_RECORDS_:
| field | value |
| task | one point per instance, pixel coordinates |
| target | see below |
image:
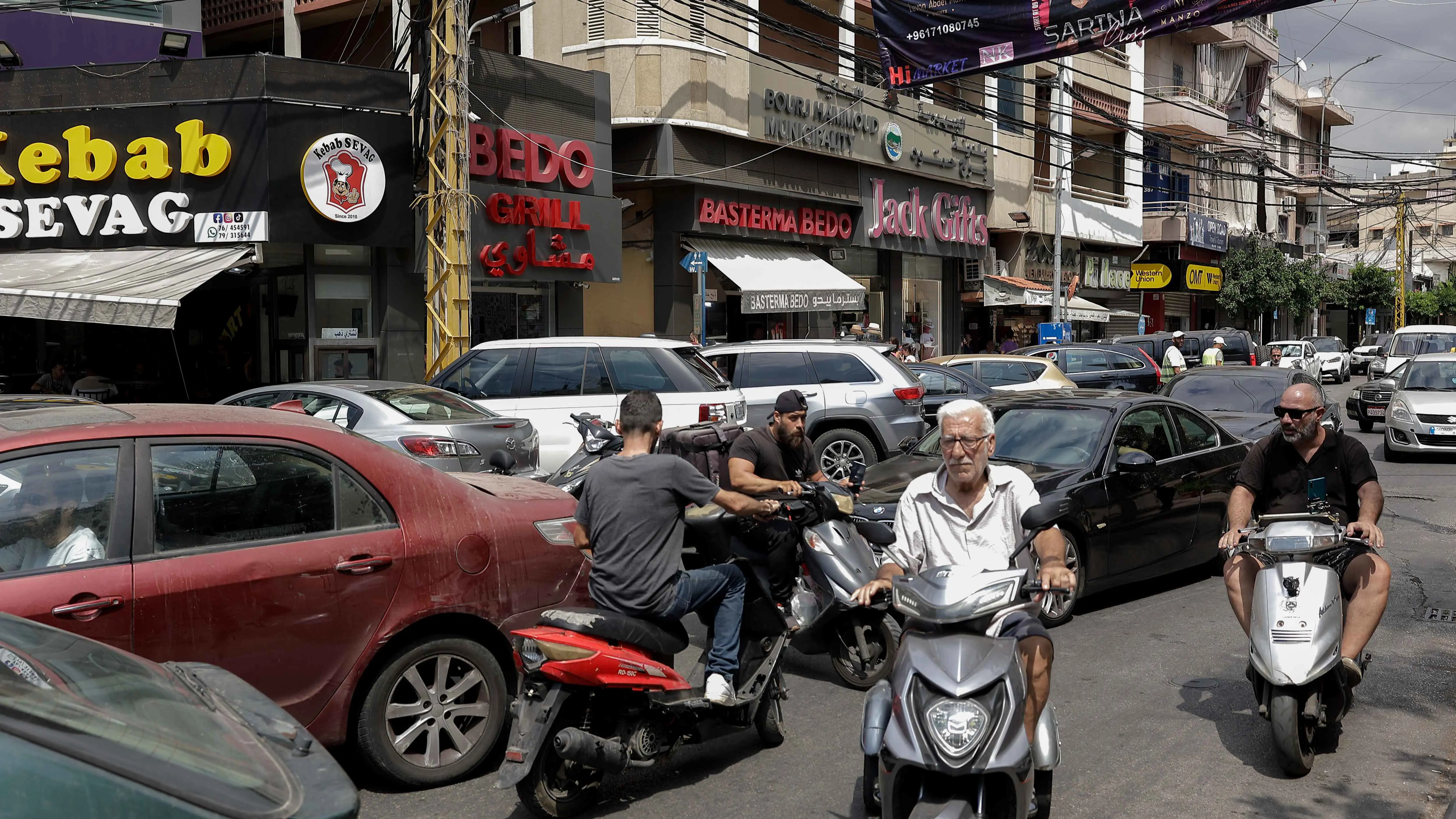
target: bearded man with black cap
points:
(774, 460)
--
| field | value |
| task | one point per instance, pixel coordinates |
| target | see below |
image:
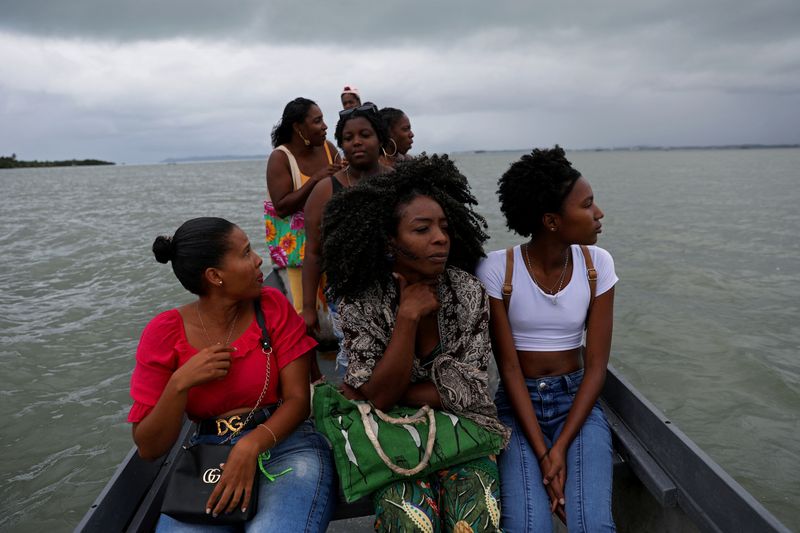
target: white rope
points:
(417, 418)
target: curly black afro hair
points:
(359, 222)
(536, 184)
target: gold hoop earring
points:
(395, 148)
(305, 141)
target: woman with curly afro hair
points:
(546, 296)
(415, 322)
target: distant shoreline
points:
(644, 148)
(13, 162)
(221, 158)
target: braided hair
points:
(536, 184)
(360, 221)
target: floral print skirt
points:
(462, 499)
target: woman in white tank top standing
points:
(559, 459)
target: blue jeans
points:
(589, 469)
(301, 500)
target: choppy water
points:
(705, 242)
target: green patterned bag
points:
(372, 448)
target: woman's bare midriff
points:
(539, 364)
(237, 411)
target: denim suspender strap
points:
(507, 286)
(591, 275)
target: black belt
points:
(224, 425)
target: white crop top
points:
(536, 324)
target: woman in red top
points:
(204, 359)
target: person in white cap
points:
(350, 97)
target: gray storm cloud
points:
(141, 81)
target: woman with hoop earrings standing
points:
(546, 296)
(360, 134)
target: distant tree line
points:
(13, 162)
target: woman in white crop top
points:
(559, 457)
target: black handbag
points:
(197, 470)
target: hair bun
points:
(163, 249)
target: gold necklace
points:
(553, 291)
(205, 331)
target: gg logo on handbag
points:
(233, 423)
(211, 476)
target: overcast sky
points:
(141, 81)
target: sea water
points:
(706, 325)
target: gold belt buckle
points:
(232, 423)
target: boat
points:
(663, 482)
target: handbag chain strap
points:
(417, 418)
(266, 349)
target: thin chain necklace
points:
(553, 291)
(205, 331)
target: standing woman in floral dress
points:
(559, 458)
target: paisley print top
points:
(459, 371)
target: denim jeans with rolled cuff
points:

_PROBLEM DETAILS_:
Copy out each line of the records where the word "chain" appears.

_REPLY_:
target: handbag chain strap
target: thin chain necklace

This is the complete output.